On peut sérieusement se poser la question de savoir si ce futur « plan de paix » a des chances d’être adopté, respecté et mis en œuvre sur le terrain tant les intérêts des multiples groupes concernés sont divergents et tant les haines se sont accumulées de part et d’autre depuis trois ans. De plus, certaines milices armées n’obéissent à personne (même si elles sont soutenues et armées en sous-main) et des groupes terroristes plus ou moins manipulés, comme Al Qaïda dans la Péninsule Arabique (AQPA) ou l’organisation Etat islamique (EI), ne vont certainement pas faciliter cette pacification, qui ruinerait leurs ambitions de s’implanter durablement au Yémen pour poursuivre leurs activités criminelles.

La partition du pays a souvent été évoquée en cas d’échec des négociations entre les différentes factions du conflit. Ce risque est-il crédible ?

Toutes les résolutions de l’ONU concernant le Yémen (1) mentionnent entre autres, comme objectif, de préserver l’unité du pays. La « partition du pays » ne devrait donc pas être à l’ordre du jour… sauf à bafouer, directement ou indirectement, les décisions de cette organisation internationale et la décrédibiliser un peu plus.

# CONSIGNES
a - Dressez la liste de toutes les organisations nommées dans le texte sur le Yémen.
b - Dans le texte sur le Yémen, résumez en une ou deux phrases le paragraphe qui commence par « Toutes les résolutions de l’ONU » en conservant ses faits principaux.
c - Dans le texte sur le Yémen, reproduisez le passage commençant par « On peut sérieusement » et se terminant par « leurs activités criminelles. », en remplaçant « pacification » par « stabilisation ».
Les enregistrements n’interviennent pas dans cet exercice.

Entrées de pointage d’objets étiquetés
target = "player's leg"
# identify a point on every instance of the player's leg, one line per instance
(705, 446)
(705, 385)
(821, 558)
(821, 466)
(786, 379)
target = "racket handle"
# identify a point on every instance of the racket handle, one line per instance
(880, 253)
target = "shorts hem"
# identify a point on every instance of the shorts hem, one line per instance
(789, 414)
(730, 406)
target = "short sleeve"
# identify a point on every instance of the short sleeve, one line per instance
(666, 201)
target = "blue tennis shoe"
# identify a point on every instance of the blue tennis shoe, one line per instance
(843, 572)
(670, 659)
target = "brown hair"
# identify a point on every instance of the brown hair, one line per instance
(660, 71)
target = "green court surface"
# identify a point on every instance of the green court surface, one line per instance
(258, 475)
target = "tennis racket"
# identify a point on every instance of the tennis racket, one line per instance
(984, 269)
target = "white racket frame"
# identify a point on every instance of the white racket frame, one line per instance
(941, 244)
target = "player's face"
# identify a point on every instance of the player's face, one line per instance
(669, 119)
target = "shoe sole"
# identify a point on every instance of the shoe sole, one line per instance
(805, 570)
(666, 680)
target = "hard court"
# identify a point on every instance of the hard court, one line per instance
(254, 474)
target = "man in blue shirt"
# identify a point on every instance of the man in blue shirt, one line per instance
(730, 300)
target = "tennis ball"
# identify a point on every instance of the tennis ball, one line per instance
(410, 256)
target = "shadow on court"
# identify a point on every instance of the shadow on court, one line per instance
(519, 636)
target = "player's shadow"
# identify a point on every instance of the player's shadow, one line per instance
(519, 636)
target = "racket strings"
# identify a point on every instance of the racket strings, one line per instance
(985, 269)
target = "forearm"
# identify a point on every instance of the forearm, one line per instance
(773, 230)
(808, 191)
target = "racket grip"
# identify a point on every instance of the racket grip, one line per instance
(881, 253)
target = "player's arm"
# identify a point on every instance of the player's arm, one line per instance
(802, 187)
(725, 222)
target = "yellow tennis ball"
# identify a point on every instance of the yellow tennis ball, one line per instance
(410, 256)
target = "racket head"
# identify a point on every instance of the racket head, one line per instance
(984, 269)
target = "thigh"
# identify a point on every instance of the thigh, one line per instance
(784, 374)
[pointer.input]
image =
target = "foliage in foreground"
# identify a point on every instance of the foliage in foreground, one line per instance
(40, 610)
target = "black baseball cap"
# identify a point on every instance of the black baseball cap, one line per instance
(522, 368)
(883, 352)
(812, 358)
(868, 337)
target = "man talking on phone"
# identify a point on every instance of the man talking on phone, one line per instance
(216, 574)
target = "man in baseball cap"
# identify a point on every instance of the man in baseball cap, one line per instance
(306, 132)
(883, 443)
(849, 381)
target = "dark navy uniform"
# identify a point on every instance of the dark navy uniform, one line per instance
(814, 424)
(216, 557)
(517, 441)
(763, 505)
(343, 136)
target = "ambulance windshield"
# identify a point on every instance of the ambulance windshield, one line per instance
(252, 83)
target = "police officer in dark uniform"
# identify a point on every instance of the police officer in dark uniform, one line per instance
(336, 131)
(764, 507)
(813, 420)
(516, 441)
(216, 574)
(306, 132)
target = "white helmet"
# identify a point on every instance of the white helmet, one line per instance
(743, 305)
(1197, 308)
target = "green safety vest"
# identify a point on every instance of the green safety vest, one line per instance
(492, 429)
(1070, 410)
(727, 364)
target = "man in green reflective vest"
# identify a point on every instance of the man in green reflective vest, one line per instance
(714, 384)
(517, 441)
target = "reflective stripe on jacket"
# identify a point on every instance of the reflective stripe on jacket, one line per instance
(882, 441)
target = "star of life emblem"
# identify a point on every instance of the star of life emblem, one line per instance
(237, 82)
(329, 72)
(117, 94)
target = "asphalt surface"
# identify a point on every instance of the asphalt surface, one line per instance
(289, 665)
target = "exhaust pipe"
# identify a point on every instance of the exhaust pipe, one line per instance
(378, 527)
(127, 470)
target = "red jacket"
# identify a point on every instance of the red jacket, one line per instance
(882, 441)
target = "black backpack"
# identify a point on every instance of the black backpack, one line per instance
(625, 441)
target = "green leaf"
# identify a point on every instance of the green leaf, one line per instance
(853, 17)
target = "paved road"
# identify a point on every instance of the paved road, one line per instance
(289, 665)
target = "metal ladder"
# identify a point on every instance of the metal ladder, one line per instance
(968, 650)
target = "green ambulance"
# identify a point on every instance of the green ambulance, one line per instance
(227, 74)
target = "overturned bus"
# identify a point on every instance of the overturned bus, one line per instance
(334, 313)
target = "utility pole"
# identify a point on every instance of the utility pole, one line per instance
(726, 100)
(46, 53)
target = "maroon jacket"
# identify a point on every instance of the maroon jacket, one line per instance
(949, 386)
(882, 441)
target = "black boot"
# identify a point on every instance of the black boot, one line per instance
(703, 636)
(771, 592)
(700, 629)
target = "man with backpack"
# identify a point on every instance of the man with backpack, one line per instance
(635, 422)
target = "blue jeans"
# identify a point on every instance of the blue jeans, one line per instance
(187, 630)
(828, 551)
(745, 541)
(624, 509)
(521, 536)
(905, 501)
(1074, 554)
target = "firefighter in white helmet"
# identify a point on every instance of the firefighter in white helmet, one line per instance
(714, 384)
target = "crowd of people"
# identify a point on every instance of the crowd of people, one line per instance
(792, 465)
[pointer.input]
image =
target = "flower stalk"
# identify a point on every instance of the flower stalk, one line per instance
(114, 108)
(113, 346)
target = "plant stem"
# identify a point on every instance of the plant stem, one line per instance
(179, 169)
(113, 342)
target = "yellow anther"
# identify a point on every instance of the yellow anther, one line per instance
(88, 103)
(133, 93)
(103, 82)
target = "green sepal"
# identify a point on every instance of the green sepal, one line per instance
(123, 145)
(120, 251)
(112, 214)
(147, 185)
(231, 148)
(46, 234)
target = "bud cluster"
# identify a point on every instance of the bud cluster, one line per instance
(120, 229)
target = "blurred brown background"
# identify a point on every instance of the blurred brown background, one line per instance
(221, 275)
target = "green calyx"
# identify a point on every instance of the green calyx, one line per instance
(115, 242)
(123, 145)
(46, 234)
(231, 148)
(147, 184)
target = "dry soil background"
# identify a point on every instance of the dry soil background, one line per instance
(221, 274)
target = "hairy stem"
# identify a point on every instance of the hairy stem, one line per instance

# CORRIGÉ
a -
- Al Qaïda dans la Péninsule Arabique (AQPA)
- l’organisation Etat islamique (EI)
- l’ONU

b - Les résolutions de l’ONU sur le Yémen ont notamment pour objectif de préserver l’unité du pays. La partition ne devrait donc pas être envisagée, à moins de bafouer, directement ou indirectement, les décisions de l’ONU et de la décrédibiliser davantage.

c -
On peut sérieusement se poser la question de savoir si ce futur « plan de paix » a des chances d’être adopté, respecté et mis en œuvre sur le terrain tant les intérêts des multiples groupes concernés sont divergents et tant les haines se sont accumulées de part et d’autre depuis trois ans. De plus, certaines milices armées n’obéissent à personne (même si elles sont soutenues et armées en sous-main) et des groupes terroristes plus ou moins manipulés, comme Al Qaïda dans la Péninsule Arabique (AQPA) ou l’organisation Etat islamique (EI), ne vont certainement pas faciliter cette stabilisation, qui ruinerait leurs ambitions de s’implanter durablement au Yémen pour poursuivre leurs activités criminelles.